__What you should do__.
Select every line in the items below that contains the string "sofa", and copy each one. Case counts.
++++ Input
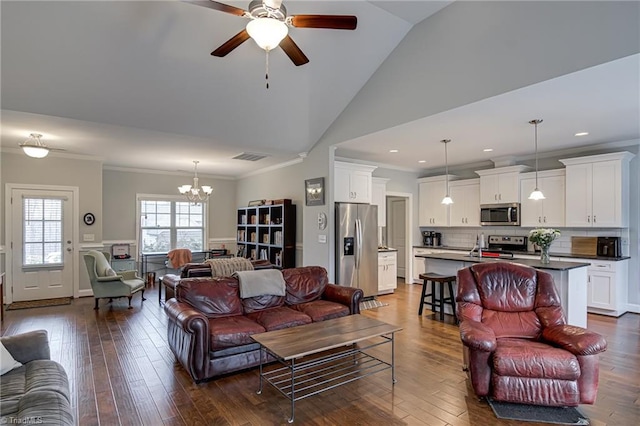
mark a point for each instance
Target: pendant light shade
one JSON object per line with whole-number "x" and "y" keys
{"x": 536, "y": 194}
{"x": 447, "y": 198}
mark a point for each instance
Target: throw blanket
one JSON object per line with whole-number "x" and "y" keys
{"x": 179, "y": 257}
{"x": 258, "y": 283}
{"x": 226, "y": 267}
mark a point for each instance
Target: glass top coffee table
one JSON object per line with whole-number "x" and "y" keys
{"x": 323, "y": 355}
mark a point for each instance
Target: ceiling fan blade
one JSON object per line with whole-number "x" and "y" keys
{"x": 231, "y": 44}
{"x": 336, "y": 22}
{"x": 274, "y": 4}
{"x": 215, "y": 5}
{"x": 293, "y": 51}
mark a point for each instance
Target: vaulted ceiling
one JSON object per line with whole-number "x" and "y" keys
{"x": 121, "y": 80}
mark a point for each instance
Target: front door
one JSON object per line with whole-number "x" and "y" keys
{"x": 41, "y": 243}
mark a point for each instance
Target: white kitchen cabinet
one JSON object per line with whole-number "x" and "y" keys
{"x": 500, "y": 185}
{"x": 431, "y": 210}
{"x": 547, "y": 212}
{"x": 352, "y": 182}
{"x": 597, "y": 190}
{"x": 607, "y": 286}
{"x": 379, "y": 198}
{"x": 465, "y": 210}
{"x": 387, "y": 272}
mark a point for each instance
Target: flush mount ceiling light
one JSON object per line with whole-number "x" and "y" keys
{"x": 195, "y": 193}
{"x": 536, "y": 194}
{"x": 447, "y": 198}
{"x": 34, "y": 147}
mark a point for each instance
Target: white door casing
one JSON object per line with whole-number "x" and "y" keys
{"x": 41, "y": 281}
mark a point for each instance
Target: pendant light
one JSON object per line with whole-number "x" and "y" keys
{"x": 536, "y": 194}
{"x": 447, "y": 198}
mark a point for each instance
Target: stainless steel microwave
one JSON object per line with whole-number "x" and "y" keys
{"x": 500, "y": 214}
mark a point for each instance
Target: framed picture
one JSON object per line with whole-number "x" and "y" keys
{"x": 314, "y": 192}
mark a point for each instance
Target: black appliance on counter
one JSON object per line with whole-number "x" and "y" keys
{"x": 609, "y": 247}
{"x": 431, "y": 238}
{"x": 507, "y": 243}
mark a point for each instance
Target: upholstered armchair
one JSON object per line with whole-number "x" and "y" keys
{"x": 518, "y": 347}
{"x": 106, "y": 283}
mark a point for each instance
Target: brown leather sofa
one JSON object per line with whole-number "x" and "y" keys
{"x": 518, "y": 347}
{"x": 192, "y": 270}
{"x": 210, "y": 326}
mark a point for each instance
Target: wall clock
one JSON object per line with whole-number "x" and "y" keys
{"x": 89, "y": 219}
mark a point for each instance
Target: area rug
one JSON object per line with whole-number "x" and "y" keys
{"x": 371, "y": 304}
{"x": 539, "y": 414}
{"x": 39, "y": 303}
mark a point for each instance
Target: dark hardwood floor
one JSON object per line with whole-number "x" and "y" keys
{"x": 121, "y": 371}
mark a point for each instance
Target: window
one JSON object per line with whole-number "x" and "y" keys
{"x": 42, "y": 242}
{"x": 166, "y": 224}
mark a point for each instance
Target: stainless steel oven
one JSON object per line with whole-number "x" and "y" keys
{"x": 500, "y": 214}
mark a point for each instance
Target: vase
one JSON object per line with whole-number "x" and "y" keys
{"x": 544, "y": 254}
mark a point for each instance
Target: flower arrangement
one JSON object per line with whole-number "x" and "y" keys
{"x": 543, "y": 236}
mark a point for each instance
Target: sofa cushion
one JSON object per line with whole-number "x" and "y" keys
{"x": 232, "y": 331}
{"x": 35, "y": 376}
{"x": 213, "y": 297}
{"x": 260, "y": 303}
{"x": 279, "y": 318}
{"x": 528, "y": 358}
{"x": 321, "y": 310}
{"x": 304, "y": 284}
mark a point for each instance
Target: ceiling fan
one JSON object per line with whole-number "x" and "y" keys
{"x": 35, "y": 148}
{"x": 270, "y": 24}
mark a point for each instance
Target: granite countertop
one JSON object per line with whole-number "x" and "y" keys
{"x": 386, "y": 249}
{"x": 535, "y": 263}
{"x": 528, "y": 253}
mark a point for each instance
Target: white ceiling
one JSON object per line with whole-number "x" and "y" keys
{"x": 603, "y": 100}
{"x": 121, "y": 80}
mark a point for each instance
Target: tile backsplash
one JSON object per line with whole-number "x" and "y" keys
{"x": 466, "y": 237}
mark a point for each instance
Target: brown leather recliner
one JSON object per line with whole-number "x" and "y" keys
{"x": 518, "y": 347}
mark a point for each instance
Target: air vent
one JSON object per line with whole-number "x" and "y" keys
{"x": 249, "y": 156}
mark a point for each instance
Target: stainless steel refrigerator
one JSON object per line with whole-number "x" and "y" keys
{"x": 357, "y": 247}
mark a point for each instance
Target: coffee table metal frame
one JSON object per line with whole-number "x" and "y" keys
{"x": 302, "y": 376}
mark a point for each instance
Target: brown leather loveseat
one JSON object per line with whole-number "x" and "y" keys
{"x": 518, "y": 346}
{"x": 210, "y": 325}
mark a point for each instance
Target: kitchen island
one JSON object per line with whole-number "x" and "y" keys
{"x": 570, "y": 278}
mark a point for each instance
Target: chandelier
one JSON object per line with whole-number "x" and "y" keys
{"x": 195, "y": 193}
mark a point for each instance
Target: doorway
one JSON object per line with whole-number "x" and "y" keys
{"x": 398, "y": 236}
{"x": 40, "y": 231}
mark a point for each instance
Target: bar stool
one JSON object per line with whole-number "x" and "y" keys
{"x": 437, "y": 299}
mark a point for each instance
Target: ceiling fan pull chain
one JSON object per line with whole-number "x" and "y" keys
{"x": 266, "y": 75}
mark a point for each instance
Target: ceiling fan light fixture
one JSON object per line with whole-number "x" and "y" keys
{"x": 267, "y": 32}
{"x": 33, "y": 147}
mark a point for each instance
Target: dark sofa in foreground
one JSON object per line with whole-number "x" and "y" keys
{"x": 210, "y": 326}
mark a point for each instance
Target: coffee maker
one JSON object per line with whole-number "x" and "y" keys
{"x": 431, "y": 238}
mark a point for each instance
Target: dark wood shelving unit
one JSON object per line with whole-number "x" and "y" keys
{"x": 268, "y": 232}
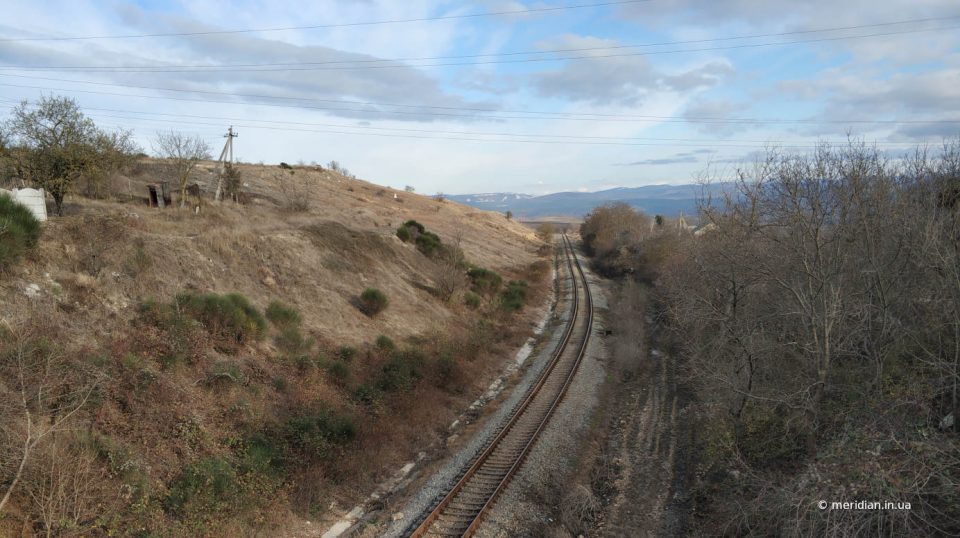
++++++++
__Exercise output__.
Target: brown leather sofa
Target: sofa cushion
Target: dark sofa in foreground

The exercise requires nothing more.